[Opening DATA PROVIDED section]

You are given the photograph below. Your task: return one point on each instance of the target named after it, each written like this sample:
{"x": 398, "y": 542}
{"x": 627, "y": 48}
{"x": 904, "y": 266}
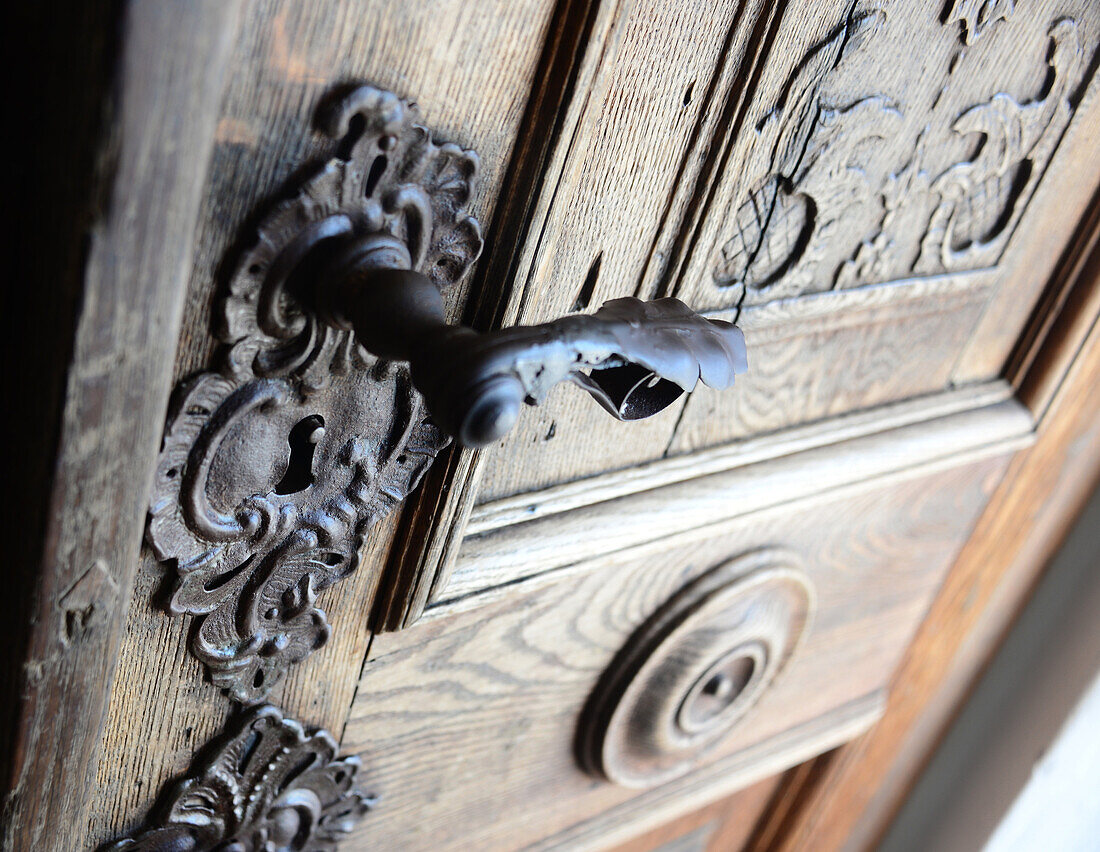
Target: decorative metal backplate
{"x": 689, "y": 675}
{"x": 267, "y": 786}
{"x": 275, "y": 465}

[Closing DATA PROVIDED section]

Leaving the pictures out, write out all the material above exactly.

> _OUTPUT OF THE TASK_
You are given the photograph below. Your task: return one point on each instance of the target named after it, each written like this sample:
{"x": 398, "y": 542}
{"x": 627, "y": 48}
{"x": 904, "y": 266}
Target: decorative metal backplate
{"x": 689, "y": 675}
{"x": 267, "y": 786}
{"x": 275, "y": 465}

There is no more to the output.